Lesetext =>

# # # # # # #

Die irakische Regierung von Premierminister Nouri al-Maliki, in der die schiitischen Fundamentalisten dominieren, verwaltet das Elend der Bevölkerung um den Preis amerikanischer Unterstützung. Ihm steht ein aufgeblähter Militär- und Polizeiapparat mit über 630.000 Bewaffneten zur Seite, die von den USA ausgerüstet werden.
Die Unterdrückung der irakischen Massen war Bedingung für den Rückzugszeitplan, dem schon die Bush-Regierung in ihrem SOFA-Abkommen (Status of Forces Agreement) letztes Jahr zugestimmt hat. Um die letzten Aufständischen gegen die US-Besatzung nieder zu halten, sind amerikanische Soldaten in vorderster Front offenbar nicht mehr notwendig. Diese Aufgaben müssen jetzt Einheiten der irakischen Armee übernehmen.
Der Großteil der 130.000 amerikanischen Soldaten im Irak hat sich in schwer bewaffnete Lager in den Außenbereichen der Städte zurück gezogen, oder er ist auf den großen Flugplätzen stationiert, die zum Beispiel in Balad und in Tallil errichtet wurden. Das SOFA-Abkommen erlaubt ihnen, bis Dezember 2011 zu bleiben, und bis dahin werden neue Abkommen für eine Langzeitpräsenz von US-Kräften ausgearbeitet sein.
Amerikanische Kommandanten, die sich äußerlich optimistisch geben, können ihre Befürchtungen über den Rückzug aus den Städten nicht verbergen. Um die irakische Armee zu stabilisieren, sind zurzeit etwa 10.000 US-Soldaten als "Ausbilder" in ihr eingebettet. Diese Zahl wird in den kommenden Monaten noch auf über 50.000 anwachsen. Bagdads westliche Vorstädte hat man in einem kreativen Akt als "außerstädtisches Gebiet" eingestuft. Luftwaffe, Kampfhelikopter, Artillerie und schnelle Eingreiftruppen sind ständig in Bereitschaft, um im Notfall irakischen Soldaten zur Seite zu springen.
Es wird nicht nur befürchtet, dass aufständische Gruppen den amerikanischen Rückzug nutzen könnten, um sich in irakischen Städten neu zu formieren. Sie könnten sowohl gegen die Maliki-Regierung, als auch gegen das amerikanische Militär erneut wirkungsvoll Widerstand leisten. Auch befürchten Washington und seine Marionettenregierung, dass die katastrophale soziale Lage der irakischen Arbeiterklasse und die Ablehnung der Konzessionen, die Maliki dem US-Imperialismus macht, in der Bevölkerung dazu führen, dass sich Proteste und Unruhen ausbreiten.

# # # # # # #

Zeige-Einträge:
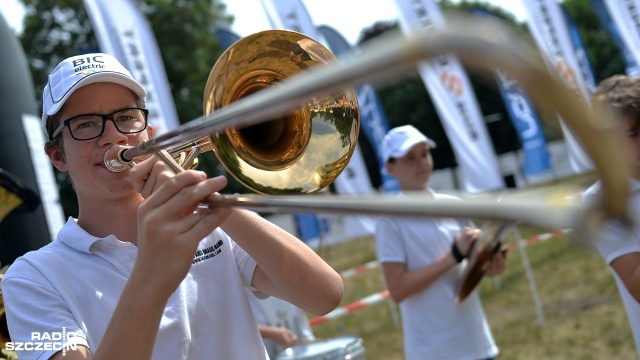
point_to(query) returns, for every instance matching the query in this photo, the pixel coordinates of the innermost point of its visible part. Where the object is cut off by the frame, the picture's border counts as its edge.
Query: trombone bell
(302, 152)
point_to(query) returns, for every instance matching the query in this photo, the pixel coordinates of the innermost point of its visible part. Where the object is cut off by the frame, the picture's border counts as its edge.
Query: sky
(348, 17)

# # # # # # #

Gestellte Aufgabe A => Schreiben Sie sämtliche Zeige-Einträge Zeile für Zeile unverändert ab. Die Bilder lassen Sie dabei weg.
Gestellte Aufgabe B => Führen Sie den Text über den Rückzug der US-Truppen aus den irakischen Städten im Anschluss an seinen letzten Satz weiter.

Schriftliche Antwort A =>
point_to(query) returns, for every instance matching the query in this photo, the pixel coordinates of the innermost point of its visible part. Where the object is cut off by the frame, the picture's border counts as its edge.
Query: trombone bell
(302, 152)
point_to(query) returns, for every instance matching the query in this photo, the pixel coordinates of the innermost point of its visible part. Where the object is cut off by the frame, the picture's border counts as its edge.
Query: sky
(348, 17)

Schriftliche Antwort B =>
Die Obama-Regierung ist sich sehr bewusst, dass eine große Mehrheit der Iraker eine US-Präsenz im Land erbittert ablehnt. Wie berichtet wird, übt sie hinter den Kulissen Druck auf Maliki aus, auf sein Versprechen zu verzichten und ein Referendum über das Status of Forces Agreement wieder abzusagen. Obama weiß, dass ein solches Referendum eine überwältigende Niederlage erbringen würde.
Auch gibt es scharfe Meinungsverschiedenheiten zwischen den rivalisierenden Fraktionen der Schiiten, Sunniten und Kurden in der herrschenden Elite. Es geht um die Verteilung der Öleinkünfte und anderer Reichtümer. Besonders explosiv sind die Spannungen, wenn es um die Forderung der kurdisch autonomen Region geht, die Kontrolle über die Ölfelder bei Kirkuk im Norden zugesprochen zu bekommen. Zwei dieser Ölfelder werden auf der Auktion diese Woche ausgeschrieben.
Die Kurdische Regionalregierung (KRG) beschwerte sich vorige Woche, die Auktion sei "verfassungswidrig", und drohte, die Gesellschaften seien "schlecht beraten", Verträge über Felder bei Kirkuk abzuschließen, an denen die KRG nicht ebenfalls beteiligt sei. Ein ethnischer Bürgerkrieg im Norden ist nicht auszuschließen, und auch nicht ein erneutes Eingreifen der USA, um eine solche Entwicklung zu verhindern.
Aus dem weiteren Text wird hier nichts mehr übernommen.